• Problem A
Quote the electroacupuncture passage word for word, everything from "Researchers then added" down to "nearly two hours.".
• Problem B
Extend the passage on electroacupuncture and blood pressure in rats, starting after its last sentence.

• Page text
———
Acupuncture combined with electrical stimulation, or electroacupuncture, can lower elevations in blood pressure by 50 percent, according to a study in rats. The treatments provided temporary relief from elevated blood pressure, such as what occurs in hypertension.
The study involved rats with artificially elevated blood pressure. Acupuncture was applied to specific points on the rats' forelimbs--the corresponding human point would be on the inside of the forearm just above the wrist--but did not change blood pressure rates.
Researchers then added electrical stimulation to the treatment by running an electrical current through the acupuncture needles. While high frequencies of stimulation had no effect, low frequencies lowered elevated blood pressure rates by 40 percent to 50 percent. A 30-minute treatment was able to reduce blood pressure by 25 mmHg, and the reduction lasted for nearly two hours.
———
• Records supplied
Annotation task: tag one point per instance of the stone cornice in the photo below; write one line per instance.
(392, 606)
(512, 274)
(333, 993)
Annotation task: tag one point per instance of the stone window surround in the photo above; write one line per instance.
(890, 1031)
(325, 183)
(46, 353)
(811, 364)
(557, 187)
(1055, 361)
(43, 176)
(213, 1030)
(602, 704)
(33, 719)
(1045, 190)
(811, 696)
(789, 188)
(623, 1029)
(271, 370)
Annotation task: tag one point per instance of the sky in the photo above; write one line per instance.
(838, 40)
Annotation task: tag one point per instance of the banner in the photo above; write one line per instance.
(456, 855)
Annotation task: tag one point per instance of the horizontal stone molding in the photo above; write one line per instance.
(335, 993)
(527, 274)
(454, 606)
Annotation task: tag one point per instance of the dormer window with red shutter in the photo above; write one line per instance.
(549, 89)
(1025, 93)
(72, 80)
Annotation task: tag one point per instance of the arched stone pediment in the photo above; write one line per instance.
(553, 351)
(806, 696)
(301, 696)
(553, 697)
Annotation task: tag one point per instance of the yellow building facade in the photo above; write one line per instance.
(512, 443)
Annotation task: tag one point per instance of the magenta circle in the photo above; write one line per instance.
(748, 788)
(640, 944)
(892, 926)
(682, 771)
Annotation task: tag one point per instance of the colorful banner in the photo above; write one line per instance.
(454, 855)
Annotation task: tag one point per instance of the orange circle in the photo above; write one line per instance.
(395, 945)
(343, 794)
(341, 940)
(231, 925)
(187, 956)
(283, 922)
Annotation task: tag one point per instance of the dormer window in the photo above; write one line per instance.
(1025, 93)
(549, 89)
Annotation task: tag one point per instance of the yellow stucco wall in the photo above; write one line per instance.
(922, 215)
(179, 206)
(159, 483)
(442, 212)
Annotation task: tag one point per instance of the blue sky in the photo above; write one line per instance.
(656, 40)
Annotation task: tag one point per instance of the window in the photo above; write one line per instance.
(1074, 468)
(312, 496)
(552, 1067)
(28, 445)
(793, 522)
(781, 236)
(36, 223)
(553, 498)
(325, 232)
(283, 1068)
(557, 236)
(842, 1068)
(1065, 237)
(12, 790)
———
• Task response A
Researchers then added electrical stimulation to the treatment by running an electrical current through the acupuncture needles. While high frequencies of stimulation had no effect, low frequencies lowered elevated blood pressure rates by 40 percent to 50 percent. A 30-minute treatment was able to reduce blood pressure by 25 mmHg, and the reduction lasted for nearly two hours.

• Task response B
One caveat: The electroacupuncture worked only on elevated blood pressure levels, not standing levels. The researchers said their goal is to establish a "standard acupuncture treatment" that can benefit those with hypertension and other cardiac ailments, and believe electroacupuncture, which is now being tested on humans, may be useful for the long-term care of these conditions in human patients.
Ancient Healing Practices Meet the Western World
Acupuncture provides an excellent complement to other medical treatments, researchers say, but the Western world is still waiting for a definitive scientific basis for using this age-old treatment.
During acupuncture, a 3,000-year-old form of Chinese medicine, needles are inserted into specific body points to help relieve pain and disease. Previous studies by the same authors have shown that acupuncture excites brain cells, causing them to release neurotransmitters that can inhibit or heighten the heart's activity.
Specifically, when a needle is inserted at a certain point on the wrist, forearm or leg, opioid chemicals in the brain that reduce excitatory responses in the cardiovascular system are released. The result? A decrease in heart activity and need for oxygen, which can lower blood pressure and promote the healing of heart-related conditions like myocardial ischemia (insufficient blood flow to the heart) and hypertension.